→ **Task directions**:
Write out the following records line for line, with nothing changed.

→ **Dataset records on where objects are located**:
________________________________________

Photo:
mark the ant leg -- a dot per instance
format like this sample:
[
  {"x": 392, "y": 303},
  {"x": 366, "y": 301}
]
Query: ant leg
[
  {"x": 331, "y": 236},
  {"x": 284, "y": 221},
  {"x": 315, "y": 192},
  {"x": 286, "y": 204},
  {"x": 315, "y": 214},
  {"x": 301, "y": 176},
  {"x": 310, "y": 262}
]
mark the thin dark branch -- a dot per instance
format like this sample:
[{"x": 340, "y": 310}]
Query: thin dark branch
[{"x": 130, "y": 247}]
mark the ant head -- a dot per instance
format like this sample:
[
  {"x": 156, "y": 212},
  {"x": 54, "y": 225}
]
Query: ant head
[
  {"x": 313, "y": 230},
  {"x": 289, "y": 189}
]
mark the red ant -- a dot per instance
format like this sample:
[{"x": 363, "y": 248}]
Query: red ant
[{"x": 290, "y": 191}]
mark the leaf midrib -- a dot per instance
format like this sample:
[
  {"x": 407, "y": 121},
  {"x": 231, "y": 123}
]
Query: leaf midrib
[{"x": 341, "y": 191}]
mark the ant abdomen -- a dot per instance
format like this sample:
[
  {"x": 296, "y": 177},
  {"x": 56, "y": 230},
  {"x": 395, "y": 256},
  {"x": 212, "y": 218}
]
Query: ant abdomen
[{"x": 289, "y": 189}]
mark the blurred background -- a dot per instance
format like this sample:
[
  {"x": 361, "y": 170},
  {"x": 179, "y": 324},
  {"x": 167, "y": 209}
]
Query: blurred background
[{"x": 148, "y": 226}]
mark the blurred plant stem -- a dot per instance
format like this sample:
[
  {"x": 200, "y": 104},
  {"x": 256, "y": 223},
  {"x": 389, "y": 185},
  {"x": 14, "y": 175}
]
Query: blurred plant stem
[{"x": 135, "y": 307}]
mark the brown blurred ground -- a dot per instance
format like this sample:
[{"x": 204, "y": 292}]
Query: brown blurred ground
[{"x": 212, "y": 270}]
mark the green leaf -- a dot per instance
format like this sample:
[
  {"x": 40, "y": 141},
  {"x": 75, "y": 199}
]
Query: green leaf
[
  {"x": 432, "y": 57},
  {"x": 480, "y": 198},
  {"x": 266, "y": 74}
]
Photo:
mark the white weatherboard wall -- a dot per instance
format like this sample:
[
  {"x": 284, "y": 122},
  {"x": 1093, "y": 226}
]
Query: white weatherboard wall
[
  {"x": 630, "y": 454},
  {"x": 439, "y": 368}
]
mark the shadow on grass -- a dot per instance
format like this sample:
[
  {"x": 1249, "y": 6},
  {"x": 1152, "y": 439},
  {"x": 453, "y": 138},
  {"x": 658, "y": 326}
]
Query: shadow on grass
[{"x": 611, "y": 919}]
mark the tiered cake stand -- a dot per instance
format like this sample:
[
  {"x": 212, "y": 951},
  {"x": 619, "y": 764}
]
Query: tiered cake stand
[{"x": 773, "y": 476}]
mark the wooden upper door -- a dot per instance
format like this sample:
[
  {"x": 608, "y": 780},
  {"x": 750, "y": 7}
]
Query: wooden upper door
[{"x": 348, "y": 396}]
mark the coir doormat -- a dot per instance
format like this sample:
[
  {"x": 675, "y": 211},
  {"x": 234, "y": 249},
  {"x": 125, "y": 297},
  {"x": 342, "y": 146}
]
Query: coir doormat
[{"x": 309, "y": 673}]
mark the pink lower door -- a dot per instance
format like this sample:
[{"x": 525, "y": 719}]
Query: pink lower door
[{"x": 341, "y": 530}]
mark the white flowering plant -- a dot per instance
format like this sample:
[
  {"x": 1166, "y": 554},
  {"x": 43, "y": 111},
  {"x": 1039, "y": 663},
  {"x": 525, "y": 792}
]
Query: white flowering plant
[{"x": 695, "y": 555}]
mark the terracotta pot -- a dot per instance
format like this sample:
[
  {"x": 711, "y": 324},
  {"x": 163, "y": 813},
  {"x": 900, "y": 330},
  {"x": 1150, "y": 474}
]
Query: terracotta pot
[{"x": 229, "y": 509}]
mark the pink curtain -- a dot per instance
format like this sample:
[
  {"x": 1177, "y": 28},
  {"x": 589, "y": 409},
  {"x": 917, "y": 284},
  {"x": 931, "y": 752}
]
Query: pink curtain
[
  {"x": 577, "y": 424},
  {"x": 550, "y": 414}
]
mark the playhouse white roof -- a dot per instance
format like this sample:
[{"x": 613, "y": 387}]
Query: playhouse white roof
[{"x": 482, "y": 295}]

________________________________________

→ **Final result**:
Photo:
mark the ant leg -- a dot per instance
format like this sample:
[
  {"x": 392, "y": 303},
  {"x": 366, "y": 301}
]
Query: ant leg
[
  {"x": 331, "y": 236},
  {"x": 284, "y": 221},
  {"x": 315, "y": 192},
  {"x": 286, "y": 204},
  {"x": 315, "y": 214},
  {"x": 301, "y": 176},
  {"x": 310, "y": 262}
]
mark the thin dark branch -- a dot per instance
format like this sample:
[{"x": 340, "y": 310}]
Query: thin dark branch
[{"x": 130, "y": 247}]
mark the ant head -- a dot per instance
format like this sample:
[
  {"x": 156, "y": 212},
  {"x": 54, "y": 225}
]
Query: ant head
[
  {"x": 313, "y": 230},
  {"x": 289, "y": 189}
]
mark the red ant -- a dot per instance
format like this sample:
[{"x": 363, "y": 248}]
Query: red ant
[{"x": 290, "y": 191}]
mark the leaf midrib -- a dot per instance
format like this sample:
[
  {"x": 407, "y": 121},
  {"x": 231, "y": 123}
]
Query: leaf midrib
[{"x": 341, "y": 191}]
mark the ant abdomen -- a dot per instance
format like this sample:
[
  {"x": 296, "y": 177},
  {"x": 56, "y": 230},
  {"x": 395, "y": 256},
  {"x": 212, "y": 218}
]
Query: ant abdomen
[{"x": 289, "y": 189}]
mark the blurred background -- a dot per instance
format like this sample:
[
  {"x": 361, "y": 170},
  {"x": 179, "y": 324},
  {"x": 167, "y": 209}
]
Query: blurred background
[{"x": 148, "y": 226}]
mark the blurred plant stem -- a dot per instance
format like this sample:
[
  {"x": 200, "y": 104},
  {"x": 256, "y": 223},
  {"x": 389, "y": 185},
  {"x": 14, "y": 175}
]
Query: blurred plant stem
[{"x": 135, "y": 307}]
mark the brown blurred ground -- a dot per instance
format like this sample:
[{"x": 204, "y": 292}]
Query: brown blurred ground
[{"x": 212, "y": 270}]
mark the green leaf -- a dot per instance
format like this sample:
[
  {"x": 40, "y": 141},
  {"x": 75, "y": 199}
]
Query: green leaf
[
  {"x": 432, "y": 57},
  {"x": 480, "y": 198},
  {"x": 266, "y": 74}
]
Photo:
mark the white weatherboard wall -- a dot per instance
format like this sample:
[
  {"x": 284, "y": 122},
  {"x": 1093, "y": 226}
]
Query: white weatherboard wall
[
  {"x": 630, "y": 454},
  {"x": 439, "y": 368}
]
mark the shadow on grass -- a dot per instance
format like this sample:
[
  {"x": 1249, "y": 6},
  {"x": 1152, "y": 439},
  {"x": 453, "y": 138},
  {"x": 658, "y": 326}
]
Query: shadow on grass
[{"x": 611, "y": 919}]
mark the tiered cake stand -- a dot per instance
format like this sample:
[
  {"x": 212, "y": 951},
  {"x": 619, "y": 764}
]
Query: tiered cake stand
[{"x": 773, "y": 476}]
mark the wooden upper door -- a dot per instance
format like this sample:
[
  {"x": 608, "y": 780},
  {"x": 750, "y": 7}
]
Query: wooden upper door
[{"x": 348, "y": 396}]
mark the coir doormat -- a dot per instance
format like this sample:
[
  {"x": 675, "y": 211},
  {"x": 234, "y": 249},
  {"x": 125, "y": 297},
  {"x": 342, "y": 146}
]
Query: coir doormat
[{"x": 309, "y": 673}]
mark the pink lower door -- a dot per instance
format like this sample:
[{"x": 525, "y": 719}]
Query: pink lower door
[{"x": 341, "y": 530}]
mark the white flowering plant -- a dot per instance
format like this sample:
[
  {"x": 1166, "y": 554},
  {"x": 43, "y": 111},
  {"x": 1039, "y": 663},
  {"x": 525, "y": 792}
]
Query: white flowering plant
[{"x": 695, "y": 555}]
mark the terracotta pot -- a dot per instance
format like this sample:
[
  {"x": 711, "y": 324},
  {"x": 163, "y": 813},
  {"x": 900, "y": 330},
  {"x": 1150, "y": 474}
]
Query: terracotta pot
[{"x": 229, "y": 509}]
mark the pink curtain -- a dot per instance
format like this sample:
[
  {"x": 1177, "y": 28},
  {"x": 589, "y": 409},
  {"x": 917, "y": 284},
  {"x": 931, "y": 752}
]
Query: pink curtain
[
  {"x": 577, "y": 424},
  {"x": 550, "y": 414}
]
mark the playhouse white roof -- a dot per instance
format like this sample:
[{"x": 613, "y": 387}]
Query: playhouse white roof
[{"x": 482, "y": 295}]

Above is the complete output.